Matthew 24:32-44 "From the fig tree learn its lesson: as soon as its branch becomes tender and puts forth its leaves, you know that summer is near. 33 So also, when you see all these things, you know that he is near, at the very gates. 34 Truly I tell you, this generation will not pass away until all these things have taken place. 35 Heaven and earth will pass away, but my words will not pass away. 36 "But about that day and hour no one knows, neither the angels of heaven, nor the Son, but only the Father. 37 For as the days of Noah were, so will be the coming of the Son of Man. 38 For as in those days before the flood they were eating and drinking, marrying and giving in marriage, until the day Noah entered the ark, 39 and they knew nothing until the flood came and swept them all away, so too will be the coming of the Son of Man. 40 Then two will be in the field; one will be taken and one will be left. 41 Two women will be grinding meal together; one will be taken and one will be left. 42 Keep awake therefore, for you do not know on what day your Lord is coming. 43 But understand this: if the owner of the house had known in what part of the night the thief was coming, he would have stayed awake and would not have let his house be broken into. 44 Therefore you also must be ready, for the Son of Man is coming at an unexpected hour.

Sometimes I wonder why Jesus said things like this. Surely He knew that His followers would just go nutzo with this kind of thing. Surely He knew that it would cause dissension and division and distraction by parts of the church to come. Surely. Yet, He did it, and kept doing it. This is only one of the times when Jesus spoke like this. What exactly did He want us to do with this information? Be afraid? Spend our lives looking over our shoulder? Certainly not share it with an air of superiority or condemnation to the world around us? Yet, that’s what many people do. Are doing. Blaming. Pointing fingers. Getting angry.

I think there are mainly two reasons why this kind of thing was shared by our Lord. And both of them are about keeping us humble. The first reason is to remind us that we don’t know everything. Or to put it another way, we aren’t in control. It has always astounded me that here we have Jesus, the founder of our faith, the incarnate God walking among us, saying “I don’t know when this is going to happen” and there have been people and are people saying “I know!” It just seems to me that saying you know more than Jesus is the highest form of arrogance. To claim that you’ve been given knowledge that Jesus didn’t even get is a heresy that we should avoid. Jesus says, I don’t know and implies that you don’t need to know. So, quit trying to figure it out.
○ ○ ○ ○
- _Tasks to complete_:
A. Summarize the text on Matthew 24:32-44 in two sentences.
B. Proceed with the reflection on Matthew 24:32-44, continuing from the point where it stops.
The data after this point comes from a separate, unrelated source.
○ ○ ○ ○
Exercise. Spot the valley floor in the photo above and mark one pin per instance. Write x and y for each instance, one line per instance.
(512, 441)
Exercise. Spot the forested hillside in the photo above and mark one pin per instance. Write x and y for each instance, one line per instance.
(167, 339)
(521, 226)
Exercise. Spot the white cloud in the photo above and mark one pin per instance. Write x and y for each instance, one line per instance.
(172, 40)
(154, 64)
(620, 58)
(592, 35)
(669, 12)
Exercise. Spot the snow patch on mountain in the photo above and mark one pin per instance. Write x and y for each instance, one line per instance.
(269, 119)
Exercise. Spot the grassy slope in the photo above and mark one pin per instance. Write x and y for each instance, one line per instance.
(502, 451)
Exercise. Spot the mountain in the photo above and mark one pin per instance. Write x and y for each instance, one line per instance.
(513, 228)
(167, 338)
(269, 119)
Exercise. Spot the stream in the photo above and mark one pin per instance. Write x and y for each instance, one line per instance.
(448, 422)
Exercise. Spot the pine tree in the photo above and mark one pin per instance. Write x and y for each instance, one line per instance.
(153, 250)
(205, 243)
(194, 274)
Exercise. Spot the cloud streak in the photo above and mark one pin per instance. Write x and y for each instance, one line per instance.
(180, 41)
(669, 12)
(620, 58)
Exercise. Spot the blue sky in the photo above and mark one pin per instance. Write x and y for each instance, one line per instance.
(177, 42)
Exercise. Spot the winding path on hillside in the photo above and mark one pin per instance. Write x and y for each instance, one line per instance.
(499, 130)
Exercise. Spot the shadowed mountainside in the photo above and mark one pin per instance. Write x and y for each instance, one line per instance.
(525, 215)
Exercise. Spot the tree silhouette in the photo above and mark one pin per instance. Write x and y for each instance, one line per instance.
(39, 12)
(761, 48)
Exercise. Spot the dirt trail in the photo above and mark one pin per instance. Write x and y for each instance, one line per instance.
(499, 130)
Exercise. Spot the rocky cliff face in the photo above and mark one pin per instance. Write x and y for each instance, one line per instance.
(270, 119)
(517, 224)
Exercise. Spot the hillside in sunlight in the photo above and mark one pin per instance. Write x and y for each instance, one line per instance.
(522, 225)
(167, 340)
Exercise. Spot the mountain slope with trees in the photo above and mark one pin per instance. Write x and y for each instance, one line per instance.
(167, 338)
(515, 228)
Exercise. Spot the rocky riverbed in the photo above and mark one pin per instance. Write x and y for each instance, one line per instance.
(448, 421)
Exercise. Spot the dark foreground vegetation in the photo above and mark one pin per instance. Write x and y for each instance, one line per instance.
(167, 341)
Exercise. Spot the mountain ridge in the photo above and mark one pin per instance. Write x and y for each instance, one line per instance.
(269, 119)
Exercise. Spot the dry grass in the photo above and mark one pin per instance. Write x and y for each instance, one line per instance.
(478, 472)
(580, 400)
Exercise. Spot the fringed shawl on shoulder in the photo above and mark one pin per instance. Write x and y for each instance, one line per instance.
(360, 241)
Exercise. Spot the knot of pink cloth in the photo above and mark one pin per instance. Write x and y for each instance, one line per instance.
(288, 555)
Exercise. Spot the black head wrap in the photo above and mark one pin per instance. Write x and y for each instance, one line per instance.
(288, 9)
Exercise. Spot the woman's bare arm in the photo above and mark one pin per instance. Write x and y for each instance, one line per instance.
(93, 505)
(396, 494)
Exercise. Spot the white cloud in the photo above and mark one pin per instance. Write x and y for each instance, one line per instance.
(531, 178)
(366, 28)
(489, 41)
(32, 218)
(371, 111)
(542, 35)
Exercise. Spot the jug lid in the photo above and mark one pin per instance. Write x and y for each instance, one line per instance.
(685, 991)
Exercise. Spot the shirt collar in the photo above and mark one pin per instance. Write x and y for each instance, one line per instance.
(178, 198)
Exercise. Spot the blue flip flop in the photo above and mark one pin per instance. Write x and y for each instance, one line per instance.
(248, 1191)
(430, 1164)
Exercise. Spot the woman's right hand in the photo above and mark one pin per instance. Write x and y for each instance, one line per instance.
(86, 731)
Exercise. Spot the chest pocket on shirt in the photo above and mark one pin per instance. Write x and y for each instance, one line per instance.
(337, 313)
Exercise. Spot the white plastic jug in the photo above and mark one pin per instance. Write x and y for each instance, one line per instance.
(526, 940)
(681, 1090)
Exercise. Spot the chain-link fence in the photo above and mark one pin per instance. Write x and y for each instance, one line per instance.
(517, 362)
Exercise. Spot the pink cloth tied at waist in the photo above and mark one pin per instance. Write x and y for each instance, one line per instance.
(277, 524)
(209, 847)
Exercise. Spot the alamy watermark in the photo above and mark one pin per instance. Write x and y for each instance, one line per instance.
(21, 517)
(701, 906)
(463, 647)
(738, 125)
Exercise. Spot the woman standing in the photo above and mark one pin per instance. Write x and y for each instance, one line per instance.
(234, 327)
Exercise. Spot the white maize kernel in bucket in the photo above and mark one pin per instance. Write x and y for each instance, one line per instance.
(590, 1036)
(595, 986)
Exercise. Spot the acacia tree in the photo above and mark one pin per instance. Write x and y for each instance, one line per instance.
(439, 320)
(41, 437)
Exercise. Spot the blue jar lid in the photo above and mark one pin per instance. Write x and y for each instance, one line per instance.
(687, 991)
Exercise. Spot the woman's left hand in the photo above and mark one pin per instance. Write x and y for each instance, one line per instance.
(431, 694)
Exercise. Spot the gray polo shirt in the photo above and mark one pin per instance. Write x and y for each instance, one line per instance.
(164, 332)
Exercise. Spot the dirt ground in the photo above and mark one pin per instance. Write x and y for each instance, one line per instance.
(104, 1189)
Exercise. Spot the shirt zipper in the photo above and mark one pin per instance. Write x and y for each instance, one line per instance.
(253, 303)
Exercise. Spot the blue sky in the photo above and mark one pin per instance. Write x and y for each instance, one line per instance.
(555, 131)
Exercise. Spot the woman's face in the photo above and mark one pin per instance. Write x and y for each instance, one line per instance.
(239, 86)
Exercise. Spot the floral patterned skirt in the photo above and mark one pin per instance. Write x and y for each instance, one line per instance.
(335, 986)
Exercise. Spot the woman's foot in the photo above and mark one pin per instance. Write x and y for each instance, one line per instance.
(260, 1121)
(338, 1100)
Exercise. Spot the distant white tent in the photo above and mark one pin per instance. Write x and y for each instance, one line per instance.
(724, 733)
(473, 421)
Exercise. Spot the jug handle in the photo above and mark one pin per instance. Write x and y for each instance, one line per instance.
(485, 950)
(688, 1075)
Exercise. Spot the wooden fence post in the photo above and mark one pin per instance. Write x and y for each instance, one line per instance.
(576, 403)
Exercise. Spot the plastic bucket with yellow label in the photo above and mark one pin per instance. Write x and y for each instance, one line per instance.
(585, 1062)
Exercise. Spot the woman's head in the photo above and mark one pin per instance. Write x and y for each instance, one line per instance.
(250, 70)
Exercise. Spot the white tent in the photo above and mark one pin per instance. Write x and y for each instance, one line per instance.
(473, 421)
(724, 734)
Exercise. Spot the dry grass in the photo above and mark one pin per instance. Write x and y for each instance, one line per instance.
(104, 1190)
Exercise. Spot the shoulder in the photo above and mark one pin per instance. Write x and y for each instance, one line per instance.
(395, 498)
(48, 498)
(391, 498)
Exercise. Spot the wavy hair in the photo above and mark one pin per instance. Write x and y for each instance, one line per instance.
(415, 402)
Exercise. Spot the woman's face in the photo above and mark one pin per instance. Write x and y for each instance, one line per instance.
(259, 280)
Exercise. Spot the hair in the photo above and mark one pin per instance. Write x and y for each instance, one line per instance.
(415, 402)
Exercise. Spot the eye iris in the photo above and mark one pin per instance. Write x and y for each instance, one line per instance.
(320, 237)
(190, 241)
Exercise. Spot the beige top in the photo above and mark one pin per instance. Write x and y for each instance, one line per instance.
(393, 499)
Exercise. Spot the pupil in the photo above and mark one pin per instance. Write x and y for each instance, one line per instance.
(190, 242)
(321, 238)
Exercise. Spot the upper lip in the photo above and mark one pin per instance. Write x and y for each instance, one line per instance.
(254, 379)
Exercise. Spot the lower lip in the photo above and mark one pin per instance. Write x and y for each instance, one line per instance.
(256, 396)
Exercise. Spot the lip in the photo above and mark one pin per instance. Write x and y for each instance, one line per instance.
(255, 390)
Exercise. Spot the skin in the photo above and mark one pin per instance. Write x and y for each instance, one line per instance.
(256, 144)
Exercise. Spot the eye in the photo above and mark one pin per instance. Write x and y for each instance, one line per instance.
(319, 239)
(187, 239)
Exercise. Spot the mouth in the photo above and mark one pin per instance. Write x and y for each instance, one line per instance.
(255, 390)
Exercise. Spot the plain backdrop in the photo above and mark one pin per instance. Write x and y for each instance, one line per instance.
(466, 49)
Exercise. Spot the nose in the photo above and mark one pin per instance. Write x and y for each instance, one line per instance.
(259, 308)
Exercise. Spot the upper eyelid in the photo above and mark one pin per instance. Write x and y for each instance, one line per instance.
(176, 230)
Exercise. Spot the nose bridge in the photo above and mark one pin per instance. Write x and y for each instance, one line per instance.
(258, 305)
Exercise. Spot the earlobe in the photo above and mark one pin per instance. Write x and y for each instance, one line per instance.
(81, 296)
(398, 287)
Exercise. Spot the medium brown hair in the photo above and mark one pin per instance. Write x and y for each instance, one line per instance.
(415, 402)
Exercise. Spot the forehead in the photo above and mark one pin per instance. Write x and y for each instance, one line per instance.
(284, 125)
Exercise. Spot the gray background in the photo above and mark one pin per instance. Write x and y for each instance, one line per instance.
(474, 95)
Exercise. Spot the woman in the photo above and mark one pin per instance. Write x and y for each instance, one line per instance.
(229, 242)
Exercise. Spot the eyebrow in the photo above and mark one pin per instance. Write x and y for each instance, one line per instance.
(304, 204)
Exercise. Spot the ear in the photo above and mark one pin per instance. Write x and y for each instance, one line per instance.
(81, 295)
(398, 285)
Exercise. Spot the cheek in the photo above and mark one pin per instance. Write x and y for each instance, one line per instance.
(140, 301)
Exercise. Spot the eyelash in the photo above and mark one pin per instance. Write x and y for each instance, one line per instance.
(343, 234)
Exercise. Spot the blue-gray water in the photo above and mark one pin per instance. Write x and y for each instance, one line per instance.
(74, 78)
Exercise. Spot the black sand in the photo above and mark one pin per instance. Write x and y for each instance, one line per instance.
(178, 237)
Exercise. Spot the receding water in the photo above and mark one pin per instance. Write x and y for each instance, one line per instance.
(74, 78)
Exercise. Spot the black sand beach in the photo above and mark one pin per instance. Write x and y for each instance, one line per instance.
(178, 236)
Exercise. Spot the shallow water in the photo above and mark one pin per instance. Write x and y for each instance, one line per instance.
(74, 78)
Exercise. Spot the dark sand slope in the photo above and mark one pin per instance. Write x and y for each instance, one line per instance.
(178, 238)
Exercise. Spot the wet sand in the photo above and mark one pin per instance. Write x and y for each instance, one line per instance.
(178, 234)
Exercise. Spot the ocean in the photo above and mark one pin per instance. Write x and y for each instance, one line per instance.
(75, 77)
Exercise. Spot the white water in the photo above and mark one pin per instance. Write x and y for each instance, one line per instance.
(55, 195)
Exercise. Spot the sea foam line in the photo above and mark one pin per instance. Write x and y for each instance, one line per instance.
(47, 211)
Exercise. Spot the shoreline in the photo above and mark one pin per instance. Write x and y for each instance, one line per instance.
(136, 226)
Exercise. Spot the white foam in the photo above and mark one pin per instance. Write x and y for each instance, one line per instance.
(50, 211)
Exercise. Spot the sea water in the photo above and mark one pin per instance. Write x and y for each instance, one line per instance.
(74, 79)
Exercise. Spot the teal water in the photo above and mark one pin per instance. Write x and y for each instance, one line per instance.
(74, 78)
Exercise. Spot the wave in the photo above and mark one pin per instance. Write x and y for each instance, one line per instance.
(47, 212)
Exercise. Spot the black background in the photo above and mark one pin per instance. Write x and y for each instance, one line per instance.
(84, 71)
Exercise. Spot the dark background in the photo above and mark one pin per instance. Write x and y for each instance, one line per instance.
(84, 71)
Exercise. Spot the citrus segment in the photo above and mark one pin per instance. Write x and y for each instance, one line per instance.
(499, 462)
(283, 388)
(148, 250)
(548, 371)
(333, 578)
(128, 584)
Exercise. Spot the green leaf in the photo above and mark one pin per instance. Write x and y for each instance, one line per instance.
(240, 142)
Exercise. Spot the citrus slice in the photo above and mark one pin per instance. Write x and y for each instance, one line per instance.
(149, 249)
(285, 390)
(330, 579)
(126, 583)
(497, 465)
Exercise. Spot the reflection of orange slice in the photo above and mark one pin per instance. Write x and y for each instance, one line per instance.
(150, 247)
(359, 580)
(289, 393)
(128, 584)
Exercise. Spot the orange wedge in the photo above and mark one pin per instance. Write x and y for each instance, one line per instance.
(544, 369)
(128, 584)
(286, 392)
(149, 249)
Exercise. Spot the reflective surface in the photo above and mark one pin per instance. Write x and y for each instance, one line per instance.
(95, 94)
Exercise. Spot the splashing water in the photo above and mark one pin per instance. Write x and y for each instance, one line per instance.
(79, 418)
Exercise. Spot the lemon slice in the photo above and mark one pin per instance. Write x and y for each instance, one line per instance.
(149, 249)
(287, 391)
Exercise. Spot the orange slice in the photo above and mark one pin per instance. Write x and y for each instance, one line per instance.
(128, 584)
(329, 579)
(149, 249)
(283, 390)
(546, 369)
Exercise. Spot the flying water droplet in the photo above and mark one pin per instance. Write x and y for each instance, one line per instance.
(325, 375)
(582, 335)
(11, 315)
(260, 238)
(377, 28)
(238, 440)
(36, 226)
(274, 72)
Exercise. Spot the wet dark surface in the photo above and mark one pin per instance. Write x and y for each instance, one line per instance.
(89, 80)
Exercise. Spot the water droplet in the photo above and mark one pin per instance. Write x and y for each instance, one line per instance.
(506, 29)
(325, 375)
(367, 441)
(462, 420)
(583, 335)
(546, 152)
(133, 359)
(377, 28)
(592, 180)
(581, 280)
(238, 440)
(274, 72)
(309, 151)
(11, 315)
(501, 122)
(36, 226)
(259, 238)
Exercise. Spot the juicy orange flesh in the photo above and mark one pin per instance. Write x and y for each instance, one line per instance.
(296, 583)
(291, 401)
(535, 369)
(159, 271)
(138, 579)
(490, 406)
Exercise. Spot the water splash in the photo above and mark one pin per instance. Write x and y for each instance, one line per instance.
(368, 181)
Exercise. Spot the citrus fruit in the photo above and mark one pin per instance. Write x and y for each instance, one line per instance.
○ ○ ○ ○
- _Answers below_:
A. The text quotes Matthew 24:32-44, in which Jesus says that only the Father knows the day and hour of the Son of Man's coming and tells his followers to keep awake and be ready. The writer then asks why Jesus spoke this way, suggests that such teaching is meant to keep believers humble by reminding them that they don't know everything and aren't in control, and calls any claim to know more than Jesus the highest form of arrogance.

B.
But then, He does say keep watch. Isn’t that a call to figure it out? No, I don’t think so. I think it is a call to pay attention. Pay attention to the world around you and the work before you. Pay attention to whether what you are doing is Kingdom work or selfish work. Pay attention to the opportunities you have to let God’s grace flow through you, so that a little bit of the Kin-dom (I love that phrase that we’re using. Kingdom values imply the inter-relationship of all creation, we are longing for a Kin-dom) can shine through you.

I always loved the story, whether it really happened or not, of a conversation St. Francis of Assisi had one day as he was hoeing his beans. A pilgrim came upon the saint in the garden and called out to him. “Francis,” he said, “what would you do if you realized this was your last day on earth?” Francis paused a moment and wiped his brow. Then he picked up his hoe and went back to work. “I would continue hoeing this row of beans,” he said over his shoulder.

I don’t think this is really our last chance. Last chance as a nation, as a stable economy, as the people we are becoming. But even if it is, maybe we ought to just keep hoeing our beans. What Jesus was asking us to do, I think, was to stop worrying about the end, it’s not in our hands anyway, and we can trust the One in whose hands it resides. But to keep hoeing our beans trusting that what we do matters. And if it doesn’t matter, don’t do it. Do what we can, as we can and walk with God in all that we do. 

Just keep hoeing your beans. To the glory of God.